### Reading passage
-- start --

By Amanda Tyler and Holly Hollman for The Christian Citizen
As the country mourns the loss of Supreme Court Justice Ruth Bader Ginsburg, we are inspired by the breadth of her legacy, both professional and personal. She has been rightly recognized for her landmark contributions in the fight for gender equality, both as an attorney and later as a jurist. Like many other women lawyers, we feel professionally indebted to her and count her among our heroes.
While not as prominent among her other contributions in the law, her record in support of religious liberty is strong. She rarely wrote in church-state cases, but her voice was clear and powerful in support of the separation of church and state in the opinions and dissents she authored. Her voting record is one that historic Baptists applaud. It reflects a strong appreciation of both religious liberty principles enshrined in our First Amendment: free exercise and no establishment. She consistently voted against government funding of religion and government-sponsored religious displays, while upholding the free exercise of religion.
Her majority opinion in Cutter v. Wilkinson (2005) epitomizes her approach. The opinion she authored for a unanimous Court upheld the constitutionality of the Religious Land Use and Institutionalized Persons Act (RLUIPA), a landmark piece of religious freedom legislation that turns 20 today.

-- end --

### Source material
-- start --

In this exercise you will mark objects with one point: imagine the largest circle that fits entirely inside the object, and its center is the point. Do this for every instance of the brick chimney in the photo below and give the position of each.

-- end --

### Instruction
From the piece on Ruth Bader Ginsburg, reproduce word for word the part that begins with "While not as" and ends with "exercise of religion.". The listing was drawn from a separate source.

### Task response
While not as prominent among her other contributions in the law, her record in support of religious liberty is strong. She rarely wrote in church-state cases, but her voice was clear and powerful in support of the separation of church and state in the opinions and dissents she authored. Her voting record is one that historic Baptists applaud. It reflects a strong appreciation of both religious liberty principles enshrined in our First Amendment: free exercise and no establishment. She consistently voted against government funding of religion and government-sponsored religious displays, while upholding the free exercise of religion.